EXERCISE:
What you return must match every record word for word.

INFORMATION PROVIDED:

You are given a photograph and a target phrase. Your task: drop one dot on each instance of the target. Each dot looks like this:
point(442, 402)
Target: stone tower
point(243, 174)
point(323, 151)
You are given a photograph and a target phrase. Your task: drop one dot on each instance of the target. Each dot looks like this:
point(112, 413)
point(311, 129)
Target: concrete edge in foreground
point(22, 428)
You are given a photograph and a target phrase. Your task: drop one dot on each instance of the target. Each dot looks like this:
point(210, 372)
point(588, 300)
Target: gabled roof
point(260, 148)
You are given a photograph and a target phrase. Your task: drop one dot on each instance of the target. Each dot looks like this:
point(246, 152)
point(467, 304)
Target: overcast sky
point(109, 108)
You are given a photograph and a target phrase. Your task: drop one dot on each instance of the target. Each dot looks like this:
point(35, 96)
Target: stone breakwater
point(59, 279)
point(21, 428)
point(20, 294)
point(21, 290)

REPLY TO THE TASK:
You are given a photograph and a target phrase. Your task: drop one dot on each instance of the target. Each dot looks like this:
point(442, 402)
Target: stone tower
point(243, 174)
point(323, 151)
You are given a photograph and a target phrase. Your task: drop one dot on each instance of the target. Each dot looks like this:
point(112, 413)
point(311, 129)
Target: concrete edge in foreground
point(22, 428)
You are given a photograph and a target phrase. Your task: drop one dot on each instance of the target. Each dot looks like this:
point(210, 372)
point(588, 300)
Target: gabled roof
point(260, 148)
You are given a photograph and a target phrase. Your task: drop one dot on each instance of the target. Each dot looks like this:
point(246, 152)
point(467, 304)
Target: overcast sky
point(109, 108)
You are given a photograph and a target phrase. Your task: drop one dot on each instance of the target. Each dot looks like this:
point(35, 96)
Target: stone breakwater
point(59, 279)
point(21, 428)
point(20, 294)
point(21, 290)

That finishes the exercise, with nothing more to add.